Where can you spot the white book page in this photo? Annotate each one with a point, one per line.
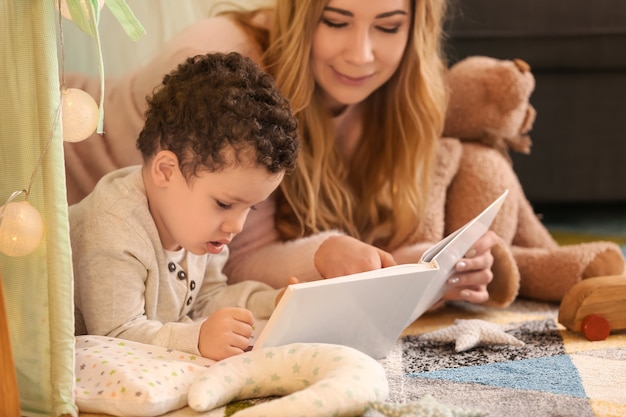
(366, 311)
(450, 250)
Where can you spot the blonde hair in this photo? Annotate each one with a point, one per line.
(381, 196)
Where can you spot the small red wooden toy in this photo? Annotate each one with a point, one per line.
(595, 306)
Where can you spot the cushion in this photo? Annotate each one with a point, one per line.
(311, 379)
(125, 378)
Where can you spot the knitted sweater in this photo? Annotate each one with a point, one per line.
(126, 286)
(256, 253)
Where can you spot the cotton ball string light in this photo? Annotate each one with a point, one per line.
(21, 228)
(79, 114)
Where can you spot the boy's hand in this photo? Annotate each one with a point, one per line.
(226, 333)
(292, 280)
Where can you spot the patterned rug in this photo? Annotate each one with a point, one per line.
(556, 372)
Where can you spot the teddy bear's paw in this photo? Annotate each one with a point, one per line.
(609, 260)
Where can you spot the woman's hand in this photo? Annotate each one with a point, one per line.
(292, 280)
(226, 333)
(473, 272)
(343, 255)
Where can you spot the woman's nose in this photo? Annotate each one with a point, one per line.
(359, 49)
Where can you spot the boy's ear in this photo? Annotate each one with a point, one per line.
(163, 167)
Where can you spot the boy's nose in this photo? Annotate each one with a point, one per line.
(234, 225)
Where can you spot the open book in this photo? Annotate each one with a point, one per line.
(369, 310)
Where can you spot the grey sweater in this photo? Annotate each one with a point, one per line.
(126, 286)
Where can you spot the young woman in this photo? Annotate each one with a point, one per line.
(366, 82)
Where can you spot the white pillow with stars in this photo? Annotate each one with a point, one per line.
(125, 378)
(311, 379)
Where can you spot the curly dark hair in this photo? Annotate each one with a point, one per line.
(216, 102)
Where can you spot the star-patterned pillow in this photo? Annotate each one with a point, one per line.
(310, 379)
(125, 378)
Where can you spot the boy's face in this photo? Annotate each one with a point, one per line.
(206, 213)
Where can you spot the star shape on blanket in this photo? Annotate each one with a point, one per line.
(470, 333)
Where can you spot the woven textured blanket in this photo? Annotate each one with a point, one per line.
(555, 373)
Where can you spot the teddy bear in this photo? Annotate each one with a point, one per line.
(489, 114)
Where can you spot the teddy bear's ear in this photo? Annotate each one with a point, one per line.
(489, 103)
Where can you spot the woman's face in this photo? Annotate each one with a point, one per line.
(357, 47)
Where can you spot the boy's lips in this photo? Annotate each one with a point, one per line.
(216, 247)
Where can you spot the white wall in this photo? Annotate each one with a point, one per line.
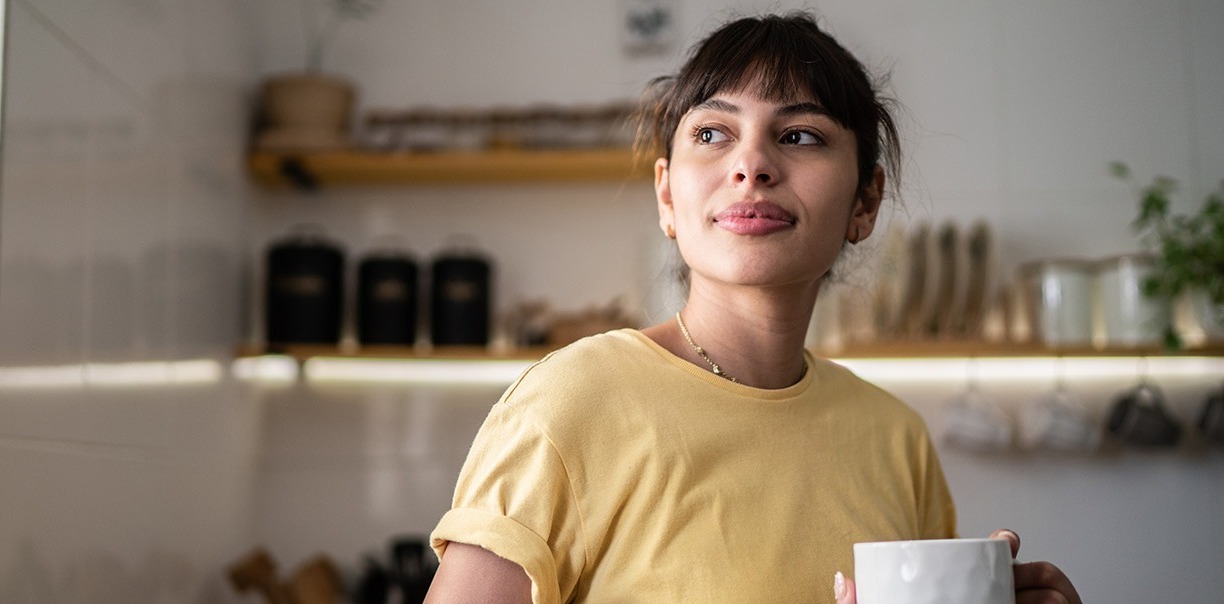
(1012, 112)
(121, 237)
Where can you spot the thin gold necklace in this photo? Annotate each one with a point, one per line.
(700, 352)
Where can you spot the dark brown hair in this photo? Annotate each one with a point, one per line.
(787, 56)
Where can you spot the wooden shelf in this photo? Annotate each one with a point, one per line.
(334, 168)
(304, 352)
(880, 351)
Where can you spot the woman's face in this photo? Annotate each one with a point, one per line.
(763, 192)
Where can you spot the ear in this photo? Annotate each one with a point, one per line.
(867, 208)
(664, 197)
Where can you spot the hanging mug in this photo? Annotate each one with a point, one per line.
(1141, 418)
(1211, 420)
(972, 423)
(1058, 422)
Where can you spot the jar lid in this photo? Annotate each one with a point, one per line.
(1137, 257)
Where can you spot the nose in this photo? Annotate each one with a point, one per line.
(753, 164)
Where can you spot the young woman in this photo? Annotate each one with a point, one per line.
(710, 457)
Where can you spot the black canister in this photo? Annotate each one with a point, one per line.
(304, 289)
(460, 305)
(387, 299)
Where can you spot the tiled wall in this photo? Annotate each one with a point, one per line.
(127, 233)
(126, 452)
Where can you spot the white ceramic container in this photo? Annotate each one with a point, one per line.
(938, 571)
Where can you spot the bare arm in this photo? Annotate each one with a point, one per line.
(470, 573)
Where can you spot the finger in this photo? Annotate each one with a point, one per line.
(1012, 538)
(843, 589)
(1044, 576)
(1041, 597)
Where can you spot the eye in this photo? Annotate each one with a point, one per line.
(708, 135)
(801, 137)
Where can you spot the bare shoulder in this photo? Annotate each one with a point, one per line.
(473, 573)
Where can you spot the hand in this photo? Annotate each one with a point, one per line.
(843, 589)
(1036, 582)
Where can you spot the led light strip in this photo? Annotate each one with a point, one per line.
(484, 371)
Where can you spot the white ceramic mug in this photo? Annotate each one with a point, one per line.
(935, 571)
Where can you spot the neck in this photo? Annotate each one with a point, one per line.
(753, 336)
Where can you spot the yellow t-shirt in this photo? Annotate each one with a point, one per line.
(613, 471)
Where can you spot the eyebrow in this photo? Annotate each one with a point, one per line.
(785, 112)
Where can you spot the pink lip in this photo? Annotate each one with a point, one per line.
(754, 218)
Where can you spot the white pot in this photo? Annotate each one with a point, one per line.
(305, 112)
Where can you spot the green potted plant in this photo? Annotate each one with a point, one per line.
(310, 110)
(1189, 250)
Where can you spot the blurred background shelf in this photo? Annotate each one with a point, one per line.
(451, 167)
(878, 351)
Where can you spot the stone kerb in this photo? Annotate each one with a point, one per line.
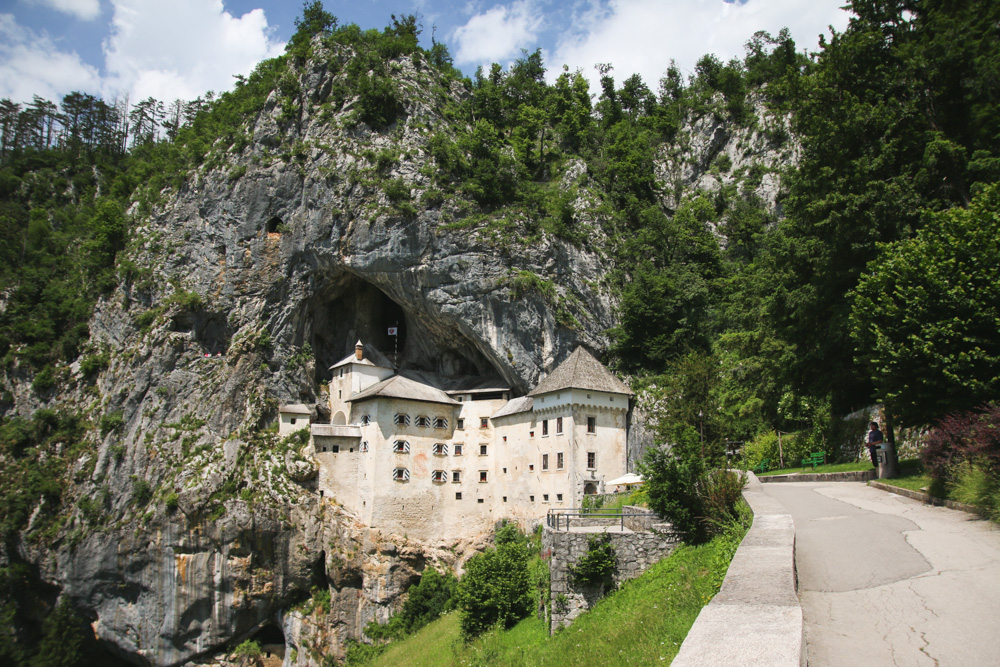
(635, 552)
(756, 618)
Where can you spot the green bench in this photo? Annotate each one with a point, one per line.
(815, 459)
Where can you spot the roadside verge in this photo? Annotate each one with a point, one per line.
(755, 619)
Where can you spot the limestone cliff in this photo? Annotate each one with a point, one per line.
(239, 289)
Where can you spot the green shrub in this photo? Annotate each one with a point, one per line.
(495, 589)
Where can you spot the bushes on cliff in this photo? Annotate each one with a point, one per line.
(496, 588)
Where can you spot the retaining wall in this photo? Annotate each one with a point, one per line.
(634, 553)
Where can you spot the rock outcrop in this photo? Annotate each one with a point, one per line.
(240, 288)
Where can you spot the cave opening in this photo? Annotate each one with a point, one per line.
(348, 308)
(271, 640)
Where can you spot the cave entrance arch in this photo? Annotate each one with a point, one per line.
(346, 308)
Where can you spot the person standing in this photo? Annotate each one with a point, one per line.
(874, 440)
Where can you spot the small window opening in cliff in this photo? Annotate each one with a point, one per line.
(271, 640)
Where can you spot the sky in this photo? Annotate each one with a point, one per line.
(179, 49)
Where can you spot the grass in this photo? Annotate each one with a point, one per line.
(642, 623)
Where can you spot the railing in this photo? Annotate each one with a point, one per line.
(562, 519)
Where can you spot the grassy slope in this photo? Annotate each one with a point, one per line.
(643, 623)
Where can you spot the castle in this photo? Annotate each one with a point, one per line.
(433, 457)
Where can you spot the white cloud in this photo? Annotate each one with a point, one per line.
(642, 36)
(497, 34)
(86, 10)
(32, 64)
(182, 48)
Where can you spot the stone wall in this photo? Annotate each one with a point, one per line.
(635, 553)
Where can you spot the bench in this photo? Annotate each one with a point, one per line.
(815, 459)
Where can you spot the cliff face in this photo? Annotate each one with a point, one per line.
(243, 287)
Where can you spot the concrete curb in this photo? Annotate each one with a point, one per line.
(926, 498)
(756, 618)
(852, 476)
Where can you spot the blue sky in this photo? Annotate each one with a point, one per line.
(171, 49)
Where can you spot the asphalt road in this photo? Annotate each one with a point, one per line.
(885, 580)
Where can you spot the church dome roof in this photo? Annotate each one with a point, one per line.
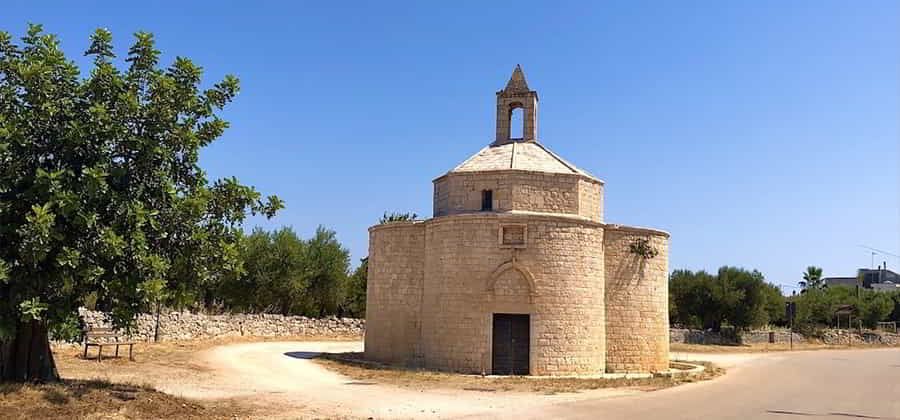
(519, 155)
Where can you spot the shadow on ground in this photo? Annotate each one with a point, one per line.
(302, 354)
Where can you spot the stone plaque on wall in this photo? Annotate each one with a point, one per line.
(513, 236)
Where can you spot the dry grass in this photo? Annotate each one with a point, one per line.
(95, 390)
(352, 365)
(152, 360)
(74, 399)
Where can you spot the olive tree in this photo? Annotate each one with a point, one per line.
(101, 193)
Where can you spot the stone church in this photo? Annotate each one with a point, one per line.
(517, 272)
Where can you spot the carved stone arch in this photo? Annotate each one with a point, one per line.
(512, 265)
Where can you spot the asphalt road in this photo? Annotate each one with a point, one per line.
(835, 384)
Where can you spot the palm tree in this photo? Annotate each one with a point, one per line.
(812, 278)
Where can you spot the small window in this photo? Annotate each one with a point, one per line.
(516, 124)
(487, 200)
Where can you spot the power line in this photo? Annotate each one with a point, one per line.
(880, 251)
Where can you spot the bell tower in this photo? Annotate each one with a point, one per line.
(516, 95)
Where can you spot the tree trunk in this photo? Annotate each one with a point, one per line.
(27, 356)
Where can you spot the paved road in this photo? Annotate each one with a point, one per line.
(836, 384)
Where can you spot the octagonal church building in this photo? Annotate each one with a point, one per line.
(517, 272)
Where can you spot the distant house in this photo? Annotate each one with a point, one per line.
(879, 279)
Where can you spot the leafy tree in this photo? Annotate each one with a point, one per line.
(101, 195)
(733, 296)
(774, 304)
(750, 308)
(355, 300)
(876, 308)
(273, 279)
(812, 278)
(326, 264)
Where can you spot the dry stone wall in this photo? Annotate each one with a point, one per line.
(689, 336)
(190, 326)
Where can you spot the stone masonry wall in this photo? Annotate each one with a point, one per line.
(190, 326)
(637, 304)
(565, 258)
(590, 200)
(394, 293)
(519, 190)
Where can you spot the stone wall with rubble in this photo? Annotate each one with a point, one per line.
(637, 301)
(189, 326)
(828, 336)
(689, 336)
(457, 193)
________________
**TASK INSTRUCTIONS**: Starting at the line that contains "Where can you spot the distant", copy each line exactly through the end of the listing above. Include that first line and the last one, and add nothing.

**WRITTEN ANSWER**:
Where can you spot the distant house in this photo? Annotate each one with a point, one per line.
(879, 279)
Where can you spot the leafy tree in this photo? Annotate each one with a point, one per line.
(101, 195)
(733, 296)
(774, 304)
(750, 308)
(355, 300)
(876, 308)
(273, 279)
(812, 278)
(326, 264)
Where can you spot the dry stone wall in this photo? Annotate each one with a point, one per line.
(689, 336)
(190, 326)
Where can you spot the stone masonry wall in this photo? Annotate each one with a point, one per line.
(190, 326)
(637, 304)
(565, 258)
(590, 200)
(394, 293)
(519, 190)
Where can you spot the stone wall with rubble in this photo? Annotate each one with a point, one per line.
(637, 301)
(189, 326)
(828, 336)
(689, 336)
(457, 193)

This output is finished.